▶ [TEXT EXCERPT]

>>

Sunday, January 06, 2008

A timely reminder

Reported in The Sunday Telegraph (not online) is a warning from the charity Age Concern that rising fuel bills could cause the premature deaths of a large number of pensioners, brought about by their inability to keep their homes warm.

The charity says that in excess of 22,000 deaths were directly attributable to the cold last winter and it fears that, as fuel costs spiral, millions of pensioners' lives could be at risk.

This is a timely reminder that cold is a much more potent cause of premature death than high temperatures, which suggests that far from being the great killer, global warming could be a life-saver, if it continues.

Such is the limited vision of the environmental lobby though that, as The Sunday Times remarks, they "find something to celebrate in high energy prices, because the increased costs will change the way we behave." Perhaps they have not fully appreciated that there is no more permanent a way of changing behaviour than dying.

This is, of course, where the EU has totally got it wrong in that, having bought into the global warming miasma, is driving up energy costs directly while adding to the regulatory burden for electricity generators which will further add to costs.

On balance, the EU in its pursuit of the global warming myth may eventually be responsible for more deaths than would have occurred should there have been the wars it so fondly claims to have prevented – especially as Booker reports today, global warming over the last six years has flattening out at 0.2 degrees below their level of 10 years ago.

<<

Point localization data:
>>

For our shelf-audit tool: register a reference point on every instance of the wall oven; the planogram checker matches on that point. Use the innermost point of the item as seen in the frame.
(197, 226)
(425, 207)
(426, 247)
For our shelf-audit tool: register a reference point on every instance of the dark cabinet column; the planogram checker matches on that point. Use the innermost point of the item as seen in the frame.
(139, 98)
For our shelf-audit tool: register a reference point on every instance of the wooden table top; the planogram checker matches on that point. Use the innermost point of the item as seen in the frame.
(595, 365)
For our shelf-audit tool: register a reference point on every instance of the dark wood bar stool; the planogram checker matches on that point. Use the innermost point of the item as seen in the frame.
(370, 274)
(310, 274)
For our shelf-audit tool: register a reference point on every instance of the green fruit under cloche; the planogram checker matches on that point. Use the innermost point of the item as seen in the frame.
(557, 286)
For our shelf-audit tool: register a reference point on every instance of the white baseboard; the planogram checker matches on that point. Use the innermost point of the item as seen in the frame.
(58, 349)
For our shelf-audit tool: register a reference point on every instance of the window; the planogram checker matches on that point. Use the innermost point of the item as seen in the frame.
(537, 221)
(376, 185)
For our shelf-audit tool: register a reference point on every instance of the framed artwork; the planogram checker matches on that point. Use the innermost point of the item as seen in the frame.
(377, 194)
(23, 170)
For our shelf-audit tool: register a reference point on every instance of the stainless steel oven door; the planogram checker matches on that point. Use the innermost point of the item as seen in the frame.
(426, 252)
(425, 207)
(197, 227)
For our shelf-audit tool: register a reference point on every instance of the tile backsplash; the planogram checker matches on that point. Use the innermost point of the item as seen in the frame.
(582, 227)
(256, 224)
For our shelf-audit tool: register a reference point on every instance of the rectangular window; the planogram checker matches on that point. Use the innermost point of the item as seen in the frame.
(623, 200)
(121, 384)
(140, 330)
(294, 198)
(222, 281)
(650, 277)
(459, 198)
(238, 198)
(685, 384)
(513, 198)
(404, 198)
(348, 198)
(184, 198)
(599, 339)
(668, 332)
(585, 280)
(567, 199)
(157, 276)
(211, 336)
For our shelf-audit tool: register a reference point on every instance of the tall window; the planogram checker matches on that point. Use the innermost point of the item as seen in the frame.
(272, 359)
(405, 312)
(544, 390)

<<

▶ [LIST OF TASKS]
a. From the post on fuel costs and pensioner deaths above, extract the passage starting at "Such is the" and ending at "add to costs.".
b. Please answer these questions using the fuel costs post above:
(i) Which charity warned that rising fuel bills could cause pensioners to die early?
(ii) How many deaths last winter did that charity attribute directly to the cold?
(iii) Which newspaper does the post quote about the environmental lobby finding something to celebrate in high energy prices?

▶ [TASK-BY-TASK OUTPUTS]
a.
Such is the limited vision of the environmental lobby though that, as The Sunday Times remarks, they "find something to celebrate in high energy prices, because the increased costs will change the way we behave." Perhaps they have not fully appreciated that there is no more permanent a way of changing behaviour than dying.

This is, of course, where the EU has totally got it wrong in that, having bought into the global warming miasma, is driving up energy costs directly while adding to the regulatory burden for electricity generators which will further add to costs.

b.
(i) Age Concern
(ii) In excess of 22,000
(iii) The Sunday Times